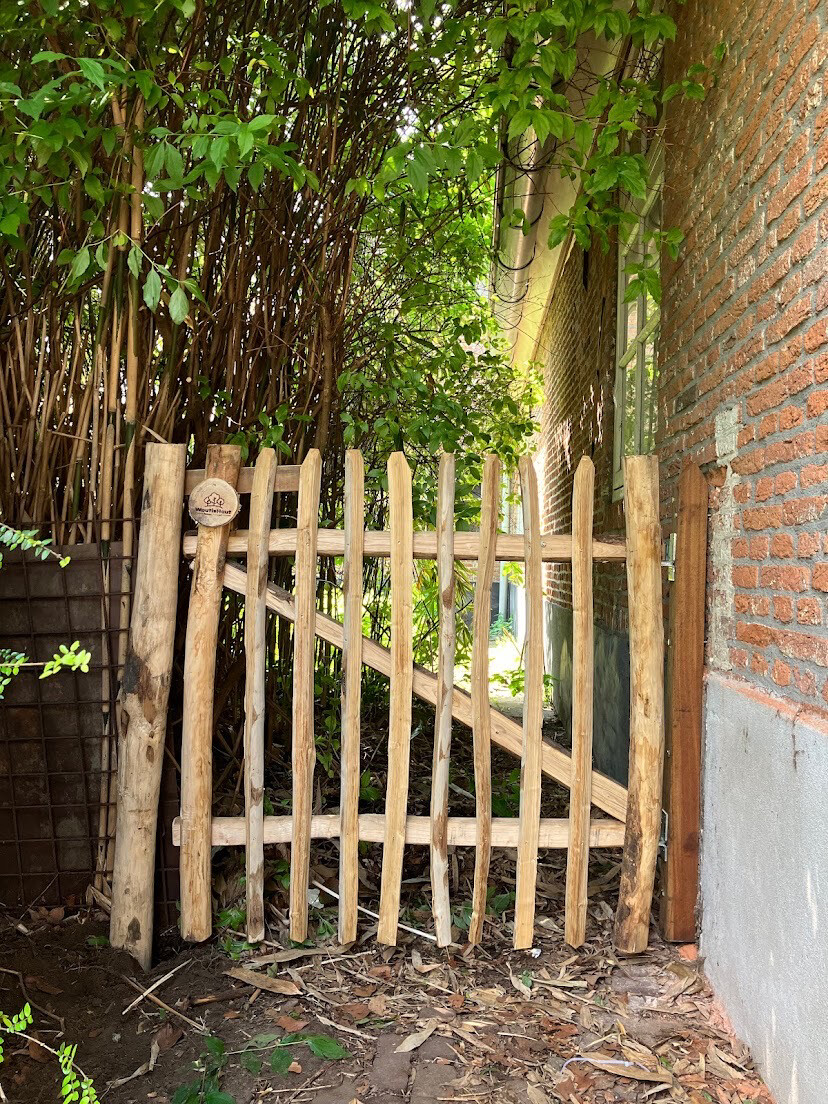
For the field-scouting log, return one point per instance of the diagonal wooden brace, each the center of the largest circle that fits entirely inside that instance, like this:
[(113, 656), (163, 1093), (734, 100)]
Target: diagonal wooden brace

************

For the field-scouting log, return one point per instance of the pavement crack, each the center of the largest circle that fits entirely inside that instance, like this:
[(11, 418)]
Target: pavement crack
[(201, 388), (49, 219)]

************

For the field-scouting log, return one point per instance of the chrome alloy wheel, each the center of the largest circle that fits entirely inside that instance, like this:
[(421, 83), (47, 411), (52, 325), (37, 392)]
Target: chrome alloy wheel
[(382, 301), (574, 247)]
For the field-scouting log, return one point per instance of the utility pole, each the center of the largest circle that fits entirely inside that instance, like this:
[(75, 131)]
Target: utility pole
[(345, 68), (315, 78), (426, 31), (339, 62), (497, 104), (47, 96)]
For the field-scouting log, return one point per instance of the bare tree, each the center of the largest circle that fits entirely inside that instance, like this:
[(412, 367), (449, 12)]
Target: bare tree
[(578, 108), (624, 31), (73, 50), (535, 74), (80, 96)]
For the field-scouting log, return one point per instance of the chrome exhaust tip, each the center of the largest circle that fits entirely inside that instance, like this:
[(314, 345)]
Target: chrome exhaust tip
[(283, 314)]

************

Swap "utility pole" for "power pole" in the lines that begin at the line containing "of the utility" and stop after the line containing "104), (47, 96)]", keeping everything else in them unchanged and giving back only those lines.

For the field-scouting log, return one point per instance of the power pole, each the center of the largest circle that fits entirely inside that instance, like this:
[(75, 131)]
Target: power pole
[(345, 68), (315, 78), (426, 31), (339, 62), (497, 104), (47, 96)]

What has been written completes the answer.